Text under study:
#####

May 15, 2026
New Fiction
And The Corpse Wore Tartan by Stuart MacBride – The great and not-so-good are gathered at Skirivour Castle Hotel, in the heart of the Highlands, for the wedding of the year – but they weren’t expecting Detective Sergeant Roberta Steel to crash their party. And get horribly, horribly drunk. The whole valley’s been cut off by a massive thunderstorm and the phone lines are down, so when the father-of-the-bride’s body is discovered – decoratively impaled on a stag’s head in the hotel lobby – it’s up to DS Steel to find out whodunit. Which isn’t easy when you’ve got a monstrous hangover and only a world-weary sergeant and a halfwit police constable for backup. With no witnesses and with every wedding guest a suspect, Roberta will need to use all of her little grey cells if she’s going to catch the killer and get out of there alive.
This Weekend Doesn’t End Well for Anyone by Catherine Mack – A luxury hotel in the Bahamas. A world-renowned writers’ conference. A killer on the loose . . .Eleanor Dash can never catch a break, but she finally has the ticket to a relaxing weekend: an all-inclusive resort where she’s speaking at a conference for murder mystery writers. Then she checks in and finds a body on the floor of her hotel room. Any one of the familiar faces at the resort could have been the intended target – or the culprit behind it all. Or perhaps it’s one of the other writers in attendance, who know all too well the many ways to craft a perfect crime. Eleanor is determined to get to the bottom of the mystery and must do whatever it takes to get out of this weekend alive .
The Wish by Heather Morris – Jesse is fifteen. She loves her friends, her little brother, and her parents, even when they’re arguing, which feels constant these days. But most of all, she loves playing video games. Even from her hospital bed. Alex is twenty-nine. He doesn’t love a lot of things and isn’t really sure he knows how to do so. A virtual reality games designer, his work desk is empty except for his computer, much like his life sometimes feels. Then Jesse makes a wish, a simple one: a video experience made of her life, something to be there, just in case she isn’t. One loving teenager. One lonely adult. Which one will get the happy ending?

#####

Task A: In the book list, what job does Alex have in The Wish?
Task B: Reproduce the book list from "This Weekend Doesn’t" up to and including "weekend alive .".
Rely only on the book list above for your answers.

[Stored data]
#####

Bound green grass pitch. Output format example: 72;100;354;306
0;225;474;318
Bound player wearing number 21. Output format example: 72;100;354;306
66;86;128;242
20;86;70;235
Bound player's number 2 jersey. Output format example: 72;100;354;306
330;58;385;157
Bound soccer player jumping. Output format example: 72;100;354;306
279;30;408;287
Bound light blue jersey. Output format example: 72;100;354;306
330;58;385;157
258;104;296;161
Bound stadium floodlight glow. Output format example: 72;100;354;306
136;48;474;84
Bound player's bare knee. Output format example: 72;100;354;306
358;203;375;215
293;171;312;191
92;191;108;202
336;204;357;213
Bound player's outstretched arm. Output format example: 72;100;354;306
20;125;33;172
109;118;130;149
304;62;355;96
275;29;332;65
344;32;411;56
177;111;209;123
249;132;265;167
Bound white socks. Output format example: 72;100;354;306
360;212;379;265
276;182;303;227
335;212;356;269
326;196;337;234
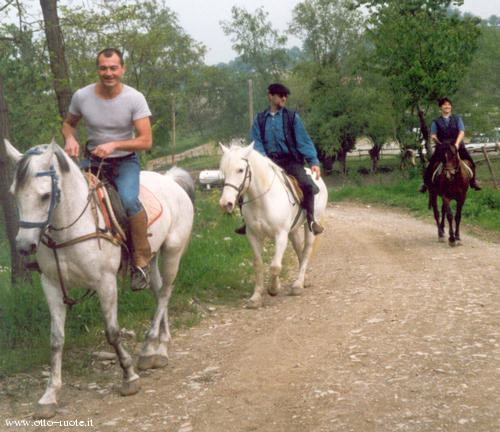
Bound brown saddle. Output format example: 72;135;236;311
84;171;163;242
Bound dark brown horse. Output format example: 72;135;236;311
429;142;472;246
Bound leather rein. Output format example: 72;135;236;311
24;154;122;310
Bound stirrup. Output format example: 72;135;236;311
130;264;151;291
308;221;325;235
470;180;483;190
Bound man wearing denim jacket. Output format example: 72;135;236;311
236;84;324;235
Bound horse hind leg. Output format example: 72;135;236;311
267;232;288;296
455;201;464;246
245;231;264;309
290;225;314;295
97;275;141;396
137;250;178;370
33;275;66;419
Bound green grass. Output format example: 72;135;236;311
0;156;500;377
327;154;500;231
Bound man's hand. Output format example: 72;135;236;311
92;141;116;159
64;136;80;157
311;165;321;180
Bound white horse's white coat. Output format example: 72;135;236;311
5;140;194;418
219;143;327;308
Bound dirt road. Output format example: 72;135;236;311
0;204;500;432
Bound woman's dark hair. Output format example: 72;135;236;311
438;98;453;108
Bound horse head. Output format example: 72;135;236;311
219;143;253;214
5;140;69;255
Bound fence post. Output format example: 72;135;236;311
482;145;498;189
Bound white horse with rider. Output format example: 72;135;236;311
5;140;194;418
219;143;328;308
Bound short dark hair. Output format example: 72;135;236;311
95;48;124;66
438;98;453;108
267;83;290;95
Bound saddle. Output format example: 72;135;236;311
432;160;474;184
83;171;163;243
281;168;319;204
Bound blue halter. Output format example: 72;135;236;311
19;149;61;228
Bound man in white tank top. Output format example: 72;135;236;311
62;48;153;291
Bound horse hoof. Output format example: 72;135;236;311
33;404;57;419
245;297;262;309
137;355;156;370
153;355;168;369
120;378;141;396
267;287;279;297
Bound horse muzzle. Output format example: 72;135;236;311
219;198;234;214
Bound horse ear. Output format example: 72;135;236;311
3;138;23;164
243;141;254;158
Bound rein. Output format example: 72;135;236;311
23;154;121;310
222;159;277;207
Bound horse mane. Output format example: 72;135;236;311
15;144;70;190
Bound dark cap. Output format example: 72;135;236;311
267;84;290;95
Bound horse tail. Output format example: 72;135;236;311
165;166;195;205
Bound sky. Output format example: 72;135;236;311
0;0;500;65
166;0;500;65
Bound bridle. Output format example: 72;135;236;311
19;149;123;310
19;149;61;228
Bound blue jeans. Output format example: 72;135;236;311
80;153;142;217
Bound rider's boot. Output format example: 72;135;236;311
418;162;432;193
470;176;483;190
307;213;325;235
128;209;151;291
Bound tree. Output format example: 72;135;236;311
358;0;480;155
221;6;288;82
305;65;364;175
40;0;73;119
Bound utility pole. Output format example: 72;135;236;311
172;97;175;165
248;80;253;128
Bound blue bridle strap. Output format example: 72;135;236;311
19;162;61;228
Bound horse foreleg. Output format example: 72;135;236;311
246;231;264;309
429;194;444;241
267;231;288;296
443;198;455;246
455;200;464;245
290;225;314;295
137;250;176;370
97;275;141;396
34;275;66;418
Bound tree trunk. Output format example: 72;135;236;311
0;74;30;283
337;151;347;176
40;0;72;119
369;145;381;172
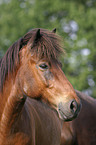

#####

Exercise output A: He is a virtual reality games designer.

Exercise output B:
This Weekend Doesn’t End Well for Anyone by Catherine Mack – A luxury hotel in the Bahamas. A world-renowned writers’ conference. A killer on the loose . . .Eleanor Dash can never catch a break, but she finally has the ticket to a relaxing weekend: an all-inclusive resort where she’s speaking at a conference for murder mystery writers. Then she checks in and finds a body on the floor of her hotel room. Any one of the familiar faces at the resort could have been the intended target – or the culprit behind it all. Or perhaps it’s one of the other writers in attendance, who know all too well the many ways to craft a perfect crime. Eleanor is determined to get to the bottom of the mystery and must do whatever it takes to get out of this weekend alive .